* Rows:
** BEGIN **

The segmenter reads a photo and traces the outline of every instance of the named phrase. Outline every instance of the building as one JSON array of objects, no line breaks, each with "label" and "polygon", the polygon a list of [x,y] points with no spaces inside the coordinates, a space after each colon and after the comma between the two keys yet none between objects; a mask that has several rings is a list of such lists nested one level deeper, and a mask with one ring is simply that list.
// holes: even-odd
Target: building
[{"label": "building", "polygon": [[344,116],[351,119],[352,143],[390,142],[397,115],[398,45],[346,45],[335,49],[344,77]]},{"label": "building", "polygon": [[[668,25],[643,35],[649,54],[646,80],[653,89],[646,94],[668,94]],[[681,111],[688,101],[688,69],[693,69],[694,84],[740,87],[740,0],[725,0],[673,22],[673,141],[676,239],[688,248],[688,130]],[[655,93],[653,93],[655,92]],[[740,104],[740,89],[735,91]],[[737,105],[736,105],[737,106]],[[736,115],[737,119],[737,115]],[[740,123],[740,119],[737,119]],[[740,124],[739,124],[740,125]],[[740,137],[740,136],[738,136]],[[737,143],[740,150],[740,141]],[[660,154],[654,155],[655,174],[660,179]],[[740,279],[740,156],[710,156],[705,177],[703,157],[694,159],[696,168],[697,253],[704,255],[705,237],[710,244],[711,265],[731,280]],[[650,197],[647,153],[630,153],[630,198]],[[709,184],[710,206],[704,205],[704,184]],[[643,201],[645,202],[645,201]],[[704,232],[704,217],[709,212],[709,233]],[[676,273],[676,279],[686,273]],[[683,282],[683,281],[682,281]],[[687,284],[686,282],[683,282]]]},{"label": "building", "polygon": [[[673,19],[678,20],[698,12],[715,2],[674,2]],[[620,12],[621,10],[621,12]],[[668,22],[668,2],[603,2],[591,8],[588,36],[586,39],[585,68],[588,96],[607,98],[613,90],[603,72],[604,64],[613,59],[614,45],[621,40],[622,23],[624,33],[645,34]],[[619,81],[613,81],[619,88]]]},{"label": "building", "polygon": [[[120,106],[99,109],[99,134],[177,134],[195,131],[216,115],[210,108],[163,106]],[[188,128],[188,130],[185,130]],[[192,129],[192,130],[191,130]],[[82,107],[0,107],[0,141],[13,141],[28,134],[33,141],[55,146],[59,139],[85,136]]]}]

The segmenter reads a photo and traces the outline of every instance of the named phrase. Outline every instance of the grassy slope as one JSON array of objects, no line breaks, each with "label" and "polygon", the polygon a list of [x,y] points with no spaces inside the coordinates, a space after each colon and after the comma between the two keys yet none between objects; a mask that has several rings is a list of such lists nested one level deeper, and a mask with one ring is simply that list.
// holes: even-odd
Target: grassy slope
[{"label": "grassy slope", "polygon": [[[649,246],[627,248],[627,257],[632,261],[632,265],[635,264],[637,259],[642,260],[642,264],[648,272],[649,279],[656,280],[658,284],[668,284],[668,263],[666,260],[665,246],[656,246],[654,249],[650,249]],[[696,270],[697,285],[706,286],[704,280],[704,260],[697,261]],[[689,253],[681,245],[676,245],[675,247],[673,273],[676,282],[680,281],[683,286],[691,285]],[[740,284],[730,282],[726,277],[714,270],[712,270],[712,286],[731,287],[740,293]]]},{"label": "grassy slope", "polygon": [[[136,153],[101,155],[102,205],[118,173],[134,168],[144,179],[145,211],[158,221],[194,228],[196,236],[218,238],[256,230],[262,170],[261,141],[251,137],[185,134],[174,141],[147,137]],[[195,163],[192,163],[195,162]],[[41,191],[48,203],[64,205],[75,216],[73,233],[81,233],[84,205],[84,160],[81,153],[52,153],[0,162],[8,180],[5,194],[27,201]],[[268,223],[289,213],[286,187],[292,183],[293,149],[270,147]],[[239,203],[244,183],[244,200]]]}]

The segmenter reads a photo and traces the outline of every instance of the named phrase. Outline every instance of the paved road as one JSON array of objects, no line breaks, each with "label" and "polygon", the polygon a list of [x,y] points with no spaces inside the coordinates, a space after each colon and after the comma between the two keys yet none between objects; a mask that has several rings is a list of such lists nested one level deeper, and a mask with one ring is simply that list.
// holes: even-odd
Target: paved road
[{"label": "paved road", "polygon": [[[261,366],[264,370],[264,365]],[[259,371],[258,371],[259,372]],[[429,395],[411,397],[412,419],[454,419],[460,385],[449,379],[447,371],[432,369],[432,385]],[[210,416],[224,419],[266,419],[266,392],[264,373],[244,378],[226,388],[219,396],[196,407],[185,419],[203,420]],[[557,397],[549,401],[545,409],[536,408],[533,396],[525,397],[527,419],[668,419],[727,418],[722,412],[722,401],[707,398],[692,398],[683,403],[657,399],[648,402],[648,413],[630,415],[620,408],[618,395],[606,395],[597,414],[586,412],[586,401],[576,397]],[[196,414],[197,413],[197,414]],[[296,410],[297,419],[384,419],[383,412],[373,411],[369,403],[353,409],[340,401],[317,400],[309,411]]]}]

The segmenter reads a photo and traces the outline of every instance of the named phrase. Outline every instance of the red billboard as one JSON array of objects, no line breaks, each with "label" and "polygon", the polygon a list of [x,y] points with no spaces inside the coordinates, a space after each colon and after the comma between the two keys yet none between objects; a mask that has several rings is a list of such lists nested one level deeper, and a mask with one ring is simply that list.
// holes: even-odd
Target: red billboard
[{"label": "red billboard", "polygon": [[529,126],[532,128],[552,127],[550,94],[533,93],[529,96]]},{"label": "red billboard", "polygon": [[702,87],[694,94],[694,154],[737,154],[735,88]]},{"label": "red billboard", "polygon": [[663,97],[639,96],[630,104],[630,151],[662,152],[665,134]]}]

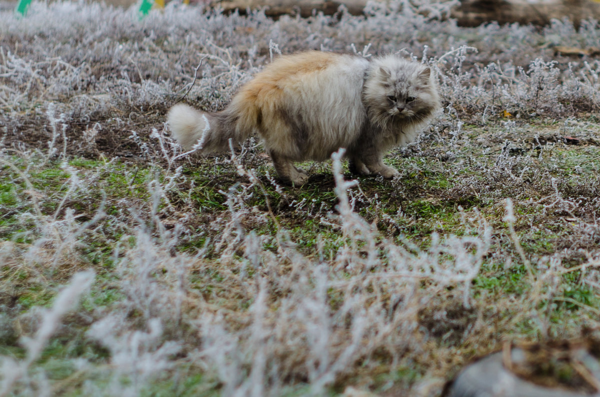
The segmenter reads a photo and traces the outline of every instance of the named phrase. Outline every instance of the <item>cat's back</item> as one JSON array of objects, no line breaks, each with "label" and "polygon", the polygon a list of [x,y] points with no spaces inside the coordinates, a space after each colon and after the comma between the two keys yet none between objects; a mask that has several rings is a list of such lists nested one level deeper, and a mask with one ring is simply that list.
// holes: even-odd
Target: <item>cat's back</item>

** END **

* Job:
Could you reproduce verbatim every line starting with the one that contains "of the <item>cat's" and going on through the end of the rows?

* Correct response:
The segmenter reads a photo and traces the outline of every instance of the named phrase. Outline every instance of the <item>cat's back</item> as one JSON array of objects, no line breaks, each with "label" and "polygon", the polygon a list of [x,y] points with no spaces inside the coordinates, a space after each colon and after the comma between the two keys yet none between objects; a mask that has several rings is a list of such lists nested one level deeper, and a mask with one ring is simply that list.
// holes: even-odd
Target: <item>cat's back</item>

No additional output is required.